=== EXTRACT ===
Understanding the combined influence of land use/land cover (LULC) change and climate variability on watershed hydrology is critical for sustainable water resource management in rapidly urbanizing semi-arid regions. In the Kunderu watershed, India, historical LULC analysis indicates rapid urban expansion from approximately 25 km² in 2013 to 113 km² in 2022, accompanied by increases in agricultural land and concurrent reductions in forest cover and surface water bodies. An integrated SWAT–CA–Markov–CMIP6 modelling framework was employed to quantify the hydrological implications of these changes under historical and future conditions. The Soil and Water Assessment Tool (SWAT) model achieved good calibration and validation performance (Nash–Sutcliffe Efficiency (NSE) ≥ 0.70; Coefficient of determination (R²) ≥ 0.70), indicating reliable streamflow simulation and a runoff-limited hydrological regime dominated by infiltration and groundwater contributions. Future LULC projections for 2050, generated using machine-learning (ML) classifiers, integrated with a Cellular Automata-Markov (CA–Markov) approach, indicate continued urban expansion, with built-up area increasing to approximately 223 km², alongside further losses of ecologically sensitive land classes. Climate projections from bias-corrected Coupled Model Intercomparison Project Phase 6 (CMIP6) models (Max Planck Institute Earth System Model version 1 (MPI-ESM1-2-HR) and Australian Community Climate and Earth System Simulator - Coupled Model 2 (ACCESS-CM2) under Shared Socioeconomic Pathway 1-2.6 (SSP1-2.6), SSP2-4.5, and SSP5-8.5 scenarios indicate increased rainfall variability and pronounced seasonal warming. Projected LULC and climate scenarios indicate higher surface runoff and evapotranspiration, along with lower groundwater recharge and return flow, reflecting a shift from infiltration-dominated to surface-driven hydrological behavior. These results emphasize the combined influence of land-use change and climate variability on watershed hydrology and the need for integrated adaptive management to support long-term resilience.

=== WRITTEN REQUEST ===
According to the extract on the Kunderu watershed, how large is the built-up area projected to be by 2050?

=== MATERIAL PROVIDED ===
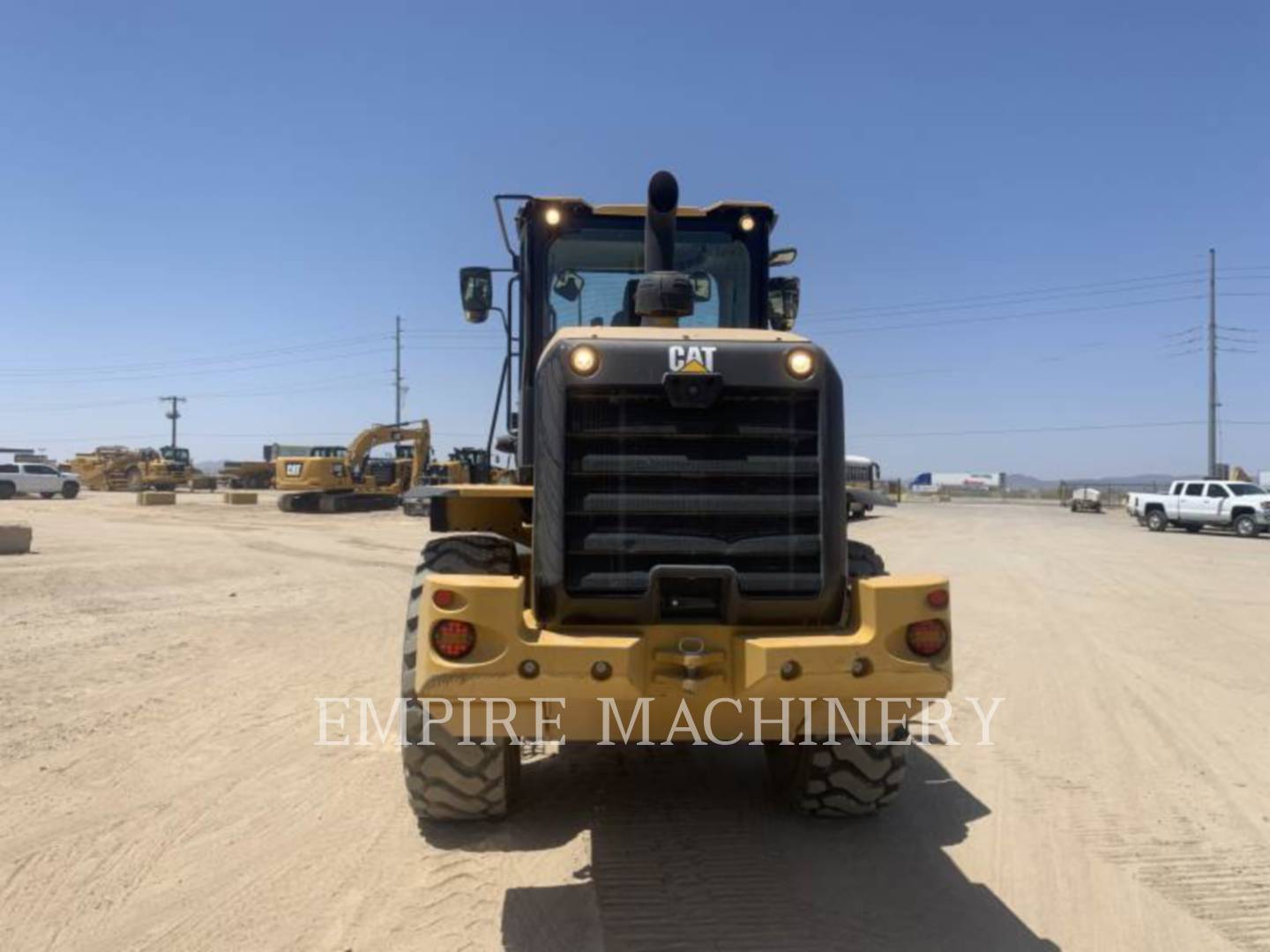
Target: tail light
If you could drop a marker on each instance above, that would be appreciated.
(927, 639)
(453, 640)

=== OUTPUT OF THE TASK ===
About 223 km².